--- TASK INPUTS ---

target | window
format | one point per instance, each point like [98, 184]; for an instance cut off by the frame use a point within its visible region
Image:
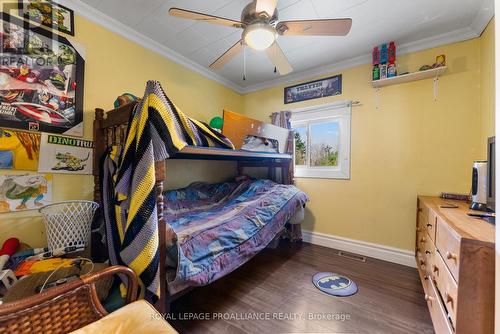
[322, 141]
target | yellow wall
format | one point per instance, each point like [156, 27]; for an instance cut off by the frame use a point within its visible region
[115, 65]
[487, 83]
[410, 145]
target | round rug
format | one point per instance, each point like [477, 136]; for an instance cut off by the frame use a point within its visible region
[334, 284]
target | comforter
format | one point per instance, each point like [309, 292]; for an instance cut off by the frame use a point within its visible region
[221, 226]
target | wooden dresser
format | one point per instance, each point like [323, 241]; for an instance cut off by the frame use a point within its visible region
[455, 256]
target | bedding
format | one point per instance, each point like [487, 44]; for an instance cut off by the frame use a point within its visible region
[221, 226]
[157, 130]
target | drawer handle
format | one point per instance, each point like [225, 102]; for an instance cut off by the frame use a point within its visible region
[450, 255]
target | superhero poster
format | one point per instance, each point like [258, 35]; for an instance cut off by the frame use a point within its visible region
[41, 80]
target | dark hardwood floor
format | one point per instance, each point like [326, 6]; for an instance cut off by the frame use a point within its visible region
[275, 287]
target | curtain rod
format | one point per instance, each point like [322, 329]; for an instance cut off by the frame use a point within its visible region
[352, 103]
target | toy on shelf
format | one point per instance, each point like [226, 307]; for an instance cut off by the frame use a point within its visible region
[391, 68]
[384, 61]
[440, 62]
[376, 63]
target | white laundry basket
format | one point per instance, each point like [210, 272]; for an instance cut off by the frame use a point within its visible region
[68, 223]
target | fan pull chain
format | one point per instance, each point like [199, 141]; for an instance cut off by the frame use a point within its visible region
[244, 63]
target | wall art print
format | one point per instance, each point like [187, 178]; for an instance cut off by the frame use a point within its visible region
[41, 79]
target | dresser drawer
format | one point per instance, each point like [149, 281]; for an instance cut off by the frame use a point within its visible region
[423, 210]
[436, 308]
[430, 224]
[448, 245]
[446, 286]
[425, 253]
[421, 222]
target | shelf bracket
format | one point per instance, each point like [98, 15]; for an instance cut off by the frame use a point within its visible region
[436, 87]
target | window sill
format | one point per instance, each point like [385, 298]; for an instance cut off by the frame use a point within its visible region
[321, 174]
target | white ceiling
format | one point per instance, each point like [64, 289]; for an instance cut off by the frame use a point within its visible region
[411, 23]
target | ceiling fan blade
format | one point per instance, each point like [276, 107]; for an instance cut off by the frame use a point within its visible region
[267, 6]
[279, 60]
[227, 56]
[332, 27]
[190, 15]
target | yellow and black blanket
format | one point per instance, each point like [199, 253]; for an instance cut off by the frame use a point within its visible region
[157, 131]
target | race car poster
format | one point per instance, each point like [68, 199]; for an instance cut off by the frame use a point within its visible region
[19, 150]
[65, 155]
[41, 80]
[25, 192]
[314, 89]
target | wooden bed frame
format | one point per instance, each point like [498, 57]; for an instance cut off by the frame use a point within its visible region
[111, 130]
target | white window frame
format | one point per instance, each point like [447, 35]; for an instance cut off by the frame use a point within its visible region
[333, 112]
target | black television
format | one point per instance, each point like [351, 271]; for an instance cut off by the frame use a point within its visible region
[491, 174]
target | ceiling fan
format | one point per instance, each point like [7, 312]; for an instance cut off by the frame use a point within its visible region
[261, 28]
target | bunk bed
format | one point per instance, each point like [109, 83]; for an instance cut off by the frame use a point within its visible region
[110, 130]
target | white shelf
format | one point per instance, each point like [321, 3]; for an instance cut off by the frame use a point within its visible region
[420, 75]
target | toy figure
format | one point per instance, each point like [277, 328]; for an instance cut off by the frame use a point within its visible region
[47, 99]
[22, 188]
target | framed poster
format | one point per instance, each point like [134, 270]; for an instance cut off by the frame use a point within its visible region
[65, 155]
[19, 150]
[25, 192]
[49, 14]
[41, 79]
[314, 89]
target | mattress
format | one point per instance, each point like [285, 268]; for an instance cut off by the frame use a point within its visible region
[221, 226]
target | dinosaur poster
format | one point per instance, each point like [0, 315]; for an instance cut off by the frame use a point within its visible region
[41, 79]
[19, 150]
[65, 155]
[25, 192]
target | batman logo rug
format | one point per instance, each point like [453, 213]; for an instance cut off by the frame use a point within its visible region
[334, 284]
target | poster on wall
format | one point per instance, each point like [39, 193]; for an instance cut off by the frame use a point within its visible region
[49, 14]
[25, 192]
[314, 89]
[41, 79]
[19, 150]
[65, 155]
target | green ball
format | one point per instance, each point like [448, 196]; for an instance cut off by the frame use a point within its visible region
[216, 122]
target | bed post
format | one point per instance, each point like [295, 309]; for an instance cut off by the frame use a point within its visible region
[99, 148]
[98, 251]
[162, 305]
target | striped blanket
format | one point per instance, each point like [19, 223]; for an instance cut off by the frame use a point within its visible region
[157, 130]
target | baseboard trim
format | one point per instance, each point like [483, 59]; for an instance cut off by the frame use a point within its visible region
[386, 253]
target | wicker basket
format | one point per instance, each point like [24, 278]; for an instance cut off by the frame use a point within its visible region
[68, 223]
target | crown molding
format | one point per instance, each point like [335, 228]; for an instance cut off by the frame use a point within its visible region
[121, 29]
[478, 24]
[484, 16]
[422, 44]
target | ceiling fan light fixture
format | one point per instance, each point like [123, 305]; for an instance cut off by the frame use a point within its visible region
[259, 36]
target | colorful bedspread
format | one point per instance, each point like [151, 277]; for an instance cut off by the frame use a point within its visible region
[221, 226]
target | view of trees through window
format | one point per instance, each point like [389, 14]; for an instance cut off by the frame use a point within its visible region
[323, 146]
[300, 146]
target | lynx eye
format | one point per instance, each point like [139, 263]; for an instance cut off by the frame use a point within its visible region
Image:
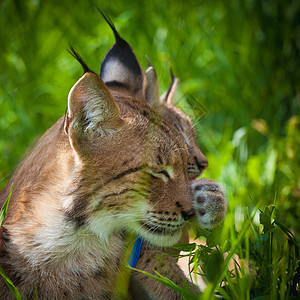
[165, 174]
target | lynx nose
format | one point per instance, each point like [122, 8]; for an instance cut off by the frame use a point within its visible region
[187, 214]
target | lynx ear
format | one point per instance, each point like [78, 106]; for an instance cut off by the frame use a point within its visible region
[168, 96]
[91, 108]
[120, 67]
[152, 89]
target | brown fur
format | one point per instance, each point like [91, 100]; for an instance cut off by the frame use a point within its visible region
[108, 156]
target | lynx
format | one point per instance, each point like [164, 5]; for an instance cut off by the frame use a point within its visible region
[209, 199]
[111, 166]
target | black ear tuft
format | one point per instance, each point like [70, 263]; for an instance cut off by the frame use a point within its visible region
[148, 62]
[79, 59]
[168, 96]
[111, 25]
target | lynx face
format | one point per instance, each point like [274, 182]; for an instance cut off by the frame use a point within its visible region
[132, 179]
[197, 162]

---

INSTRUCTIONS FOR THE TASK:
Transcribe, word for word, every line from the one containing "target | brown fur" through the final line of the entries, and nothing else.

SOLUTION:
target | brown fur
format | one point per instance, each point like [91, 100]; for an instance cut off by the frame use a point within its visible region
[108, 156]
target | lynx
format | one point per instance, each point like [164, 5]; for an instance cut off by the frame use a point within its visible region
[209, 199]
[111, 166]
target | black ear tuft
format | one point per instance, each point like [70, 263]; for an instance cut off by the frame use a point within its visible region
[148, 62]
[79, 59]
[168, 96]
[111, 25]
target | lynx face
format | one point per instance, each point like [274, 182]; for an instance cut off by the frame use a point within its visible region
[132, 179]
[197, 162]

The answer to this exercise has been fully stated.